Please copy each of the entries below word for word, line by line, with nothing changed or left out.

[START INPUT RECORDS]

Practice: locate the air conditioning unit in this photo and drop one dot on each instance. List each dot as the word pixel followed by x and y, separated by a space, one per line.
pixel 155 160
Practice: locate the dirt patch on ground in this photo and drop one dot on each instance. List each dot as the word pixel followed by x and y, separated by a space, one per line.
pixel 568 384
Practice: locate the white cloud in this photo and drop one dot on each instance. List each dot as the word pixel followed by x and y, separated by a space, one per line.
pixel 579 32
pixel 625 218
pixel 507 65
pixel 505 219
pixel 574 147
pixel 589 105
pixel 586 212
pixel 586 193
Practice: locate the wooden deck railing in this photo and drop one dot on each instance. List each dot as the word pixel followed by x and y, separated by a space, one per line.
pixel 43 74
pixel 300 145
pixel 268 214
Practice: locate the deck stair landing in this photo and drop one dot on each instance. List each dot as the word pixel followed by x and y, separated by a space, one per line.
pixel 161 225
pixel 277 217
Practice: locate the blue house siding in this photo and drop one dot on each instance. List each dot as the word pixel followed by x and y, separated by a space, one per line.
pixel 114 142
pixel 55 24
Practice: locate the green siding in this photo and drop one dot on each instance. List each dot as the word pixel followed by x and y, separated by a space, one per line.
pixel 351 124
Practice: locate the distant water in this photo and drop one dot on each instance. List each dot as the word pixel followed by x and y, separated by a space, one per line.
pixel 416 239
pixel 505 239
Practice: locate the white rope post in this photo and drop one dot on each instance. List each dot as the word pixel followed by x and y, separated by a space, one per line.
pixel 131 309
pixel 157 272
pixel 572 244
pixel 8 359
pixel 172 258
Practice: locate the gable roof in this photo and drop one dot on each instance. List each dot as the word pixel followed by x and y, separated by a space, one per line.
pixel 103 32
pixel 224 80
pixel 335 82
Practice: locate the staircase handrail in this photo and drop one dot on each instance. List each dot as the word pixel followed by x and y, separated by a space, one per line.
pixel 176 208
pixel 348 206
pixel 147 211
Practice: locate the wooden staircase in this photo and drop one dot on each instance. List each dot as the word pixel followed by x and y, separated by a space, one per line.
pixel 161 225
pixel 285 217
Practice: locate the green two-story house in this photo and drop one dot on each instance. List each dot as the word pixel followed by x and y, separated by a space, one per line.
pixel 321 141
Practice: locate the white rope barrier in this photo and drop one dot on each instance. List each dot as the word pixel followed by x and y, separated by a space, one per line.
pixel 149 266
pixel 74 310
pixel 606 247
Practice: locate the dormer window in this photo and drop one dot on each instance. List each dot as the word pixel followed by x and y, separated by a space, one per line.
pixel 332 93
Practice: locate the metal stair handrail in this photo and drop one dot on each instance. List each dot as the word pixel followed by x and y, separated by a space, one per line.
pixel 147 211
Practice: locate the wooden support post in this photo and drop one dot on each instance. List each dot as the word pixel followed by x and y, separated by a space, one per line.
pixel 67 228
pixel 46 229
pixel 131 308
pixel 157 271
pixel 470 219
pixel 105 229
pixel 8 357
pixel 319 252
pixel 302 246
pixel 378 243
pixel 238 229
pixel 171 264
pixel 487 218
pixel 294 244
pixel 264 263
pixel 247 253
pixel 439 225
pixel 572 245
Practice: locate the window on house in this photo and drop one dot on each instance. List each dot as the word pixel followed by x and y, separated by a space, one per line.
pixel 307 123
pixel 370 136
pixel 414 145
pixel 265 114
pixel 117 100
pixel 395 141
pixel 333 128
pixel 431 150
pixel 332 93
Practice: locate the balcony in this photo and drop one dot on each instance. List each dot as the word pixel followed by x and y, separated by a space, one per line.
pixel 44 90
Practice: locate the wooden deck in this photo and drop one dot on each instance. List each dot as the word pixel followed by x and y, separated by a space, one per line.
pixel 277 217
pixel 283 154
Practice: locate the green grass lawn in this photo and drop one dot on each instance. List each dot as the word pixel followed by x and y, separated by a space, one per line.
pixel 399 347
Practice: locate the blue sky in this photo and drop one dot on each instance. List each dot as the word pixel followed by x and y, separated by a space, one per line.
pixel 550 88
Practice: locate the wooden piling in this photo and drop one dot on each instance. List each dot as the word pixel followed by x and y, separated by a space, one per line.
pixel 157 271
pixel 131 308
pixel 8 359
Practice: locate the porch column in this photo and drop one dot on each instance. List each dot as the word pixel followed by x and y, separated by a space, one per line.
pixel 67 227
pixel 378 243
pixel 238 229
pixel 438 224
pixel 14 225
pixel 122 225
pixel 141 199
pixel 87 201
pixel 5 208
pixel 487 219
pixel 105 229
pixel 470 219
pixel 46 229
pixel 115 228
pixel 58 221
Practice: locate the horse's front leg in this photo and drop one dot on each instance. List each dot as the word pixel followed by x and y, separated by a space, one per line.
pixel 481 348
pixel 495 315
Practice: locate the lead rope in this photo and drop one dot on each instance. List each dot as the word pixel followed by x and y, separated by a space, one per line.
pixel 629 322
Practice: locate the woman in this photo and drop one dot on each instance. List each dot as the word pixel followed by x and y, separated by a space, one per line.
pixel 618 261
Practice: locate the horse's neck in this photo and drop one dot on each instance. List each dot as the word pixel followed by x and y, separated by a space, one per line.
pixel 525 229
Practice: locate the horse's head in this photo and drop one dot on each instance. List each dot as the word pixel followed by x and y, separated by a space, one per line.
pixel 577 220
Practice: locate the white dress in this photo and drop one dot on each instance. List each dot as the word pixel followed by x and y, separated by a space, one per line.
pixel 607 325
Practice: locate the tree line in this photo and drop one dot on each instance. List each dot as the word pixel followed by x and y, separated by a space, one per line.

[END INPUT RECORDS]

## RESULT OF THE TASK
Practice: locate the air conditioning unit in this photo and drop one dot on each instance. List each dot as the word pixel followed by x and y, separated by a space, one per line.
pixel 155 160
Practice: locate the dirt patch on ground in this photo and drop one dot on each instance. List each dot as the word pixel followed by x and y, separated by a space, one per line.
pixel 568 384
Practice: locate the white cloud in this photo and drop one dot on each instance. List each dot as the word pixel followed by x and y, separated by a space, one per line.
pixel 579 32
pixel 625 218
pixel 507 65
pixel 505 219
pixel 574 147
pixel 589 105
pixel 586 212
pixel 586 193
Practice: locate the wooden deck railing in this photo and drop one dot on each instance. List each dot as the word pixel followed by x and y, separated by a space, one per line.
pixel 43 74
pixel 300 145
pixel 268 214
Practice: locate the deck stair landing in this photo and drop one dot on each instance. List each dot as the word pixel followed by x and y, separated by a space, one per line.
pixel 161 225
pixel 277 217
Practice: locate the blue house siding in this photo and drop one dot on each instance. List each dot as the word pixel followed by x and y, separated by a space, one per line.
pixel 114 142
pixel 55 24
Practice: locate the green siding in this photo and drop one dot on each instance. List each dot as the word pixel followed by x and y, separated by a space, one per line.
pixel 351 124
Practice: locate the distant water in this photo and drop one dot on each instance. List each dot as the word pixel followed by x and y, separated by a space, one per line.
pixel 416 239
pixel 505 239
Practice: locate the white rope post in this photo and drop one dot on each instance. List each dot as the word pixel followed by x and y, separated by a space, one per line.
pixel 131 309
pixel 157 272
pixel 572 244
pixel 8 359
pixel 172 258
Practice: locate the gable roof in this photo and drop one dot on each instance. List each dot as the word pixel followed by x and y, separated by a space, one per line.
pixel 103 32
pixel 224 80
pixel 335 82
Practice: locate the staircase handrail in this photo and drop one dot on each instance. List each dot as the word pixel followed by x and y, separated by a space, one per line.
pixel 176 208
pixel 348 206
pixel 147 211
Practice: locate the wooden staircase in this photo and drop one dot on each instance. List each dot as the word pixel followed by x and y, separated by a space, one per line.
pixel 161 225
pixel 285 217
Practice: locate the green two-story house in this photo and drop one dot on each instance. List each dot as the word pixel followed by x and y, separated by a space, one per line.
pixel 321 141
Practice: locate the white rope barrier in this photo and drop one dot on each instance. List each dot as the word pixel followed by x and y, separated by a space, one per line.
pixel 149 266
pixel 74 310
pixel 606 247
Practice: locate the dormer window in this photo and drop one dot on each instance. List each dot as the word pixel followed by x and y, separated by a space, one per line.
pixel 332 93
Practice: locate the metal stair handrail in this photo and drop one dot on each instance. List each dot as the word pixel followed by x and y, separated by a space, one per line.
pixel 147 211
Practice: locate the wooden support post in this photo and drop one dot on each instance. List each dot as the word pixel followed by x and y, separated by a space, one per line.
pixel 67 228
pixel 46 229
pixel 131 308
pixel 157 271
pixel 470 219
pixel 105 229
pixel 8 357
pixel 319 252
pixel 302 246
pixel 378 243
pixel 238 229
pixel 171 264
pixel 487 218
pixel 294 244
pixel 264 263
pixel 247 253
pixel 439 225
pixel 572 245
Practice: locate the window on house in this photo and drop one dot on each instance. List each dot as the word pixel followed by x and y, separated by a space, one per line.
pixel 307 123
pixel 370 136
pixel 414 145
pixel 265 114
pixel 117 100
pixel 395 141
pixel 333 128
pixel 431 150
pixel 332 93
Practice: locate the balcony in this photo and drop one dot on each instance. List each dot as the word pixel followed by x and y, separated by a space, one per line.
pixel 44 90
Practice: locate the wooden deck in this photo and drop one dot on each instance. List each dot as the word pixel followed by x and y, separated by a space, one per line.
pixel 277 217
pixel 283 154
Practice: locate the green grass lawn in this photo and drop one dot on each instance. List each dot as the word pixel followed by x and y, separated by a space, one per line.
pixel 399 347
Practice: locate the blue sky in this photo and drop one dot on each instance. List each dot as the word pixel followed by x and y, separated by a space, one per line.
pixel 550 88
Practice: locate the wooden piling in this photo and drop one dot on each instance. List each dot as the word pixel followed by x and y, separated by a space, one per line.
pixel 157 271
pixel 131 308
pixel 8 359
Practice: locate the porch column in this photo and drop one dot on each instance. List each dot as the word pixel followed by x and y, separated by a space, one per line.
pixel 67 227
pixel 378 243
pixel 238 229
pixel 438 224
pixel 14 225
pixel 122 225
pixel 141 199
pixel 87 201
pixel 5 208
pixel 487 219
pixel 105 229
pixel 470 219
pixel 46 229
pixel 115 228
pixel 58 221
Practice: locate the horse's front leg in this photo and drop one dot on each instance. List each dot as the word pixel followed by x and y, separated by a space, one per line.
pixel 481 348
pixel 495 315
Practice: locate the lead rope in this photo and drop one dot on each instance. List each dot as the word pixel followed by x and y, separated by a space, one per line.
pixel 629 322
Practice: locate the woman in this photo and drop one dot on each instance. List each dot as the word pixel followed by x and y, separated by a space, one per line.
pixel 618 261
Practice: locate the horse's neck in this photo and drop one dot on each instance. List each dot as the word pixel followed by x and y, separated by a space, one per line.
pixel 525 229
Practice: locate the horse's head in this photo and drop one dot on each instance. List each dot as the word pixel followed by x and y, separated by a space, one per line.
pixel 577 220
Practice: locate the white dress in this photo and drop one dot on each instance. List each dot as the word pixel followed by x and y, separated by a space, one per line.
pixel 607 325
Practice: locate the tree line in this photo and drop one dot on each instance. List each dot as the word pixel followed by x and y, separated by a space, one per line.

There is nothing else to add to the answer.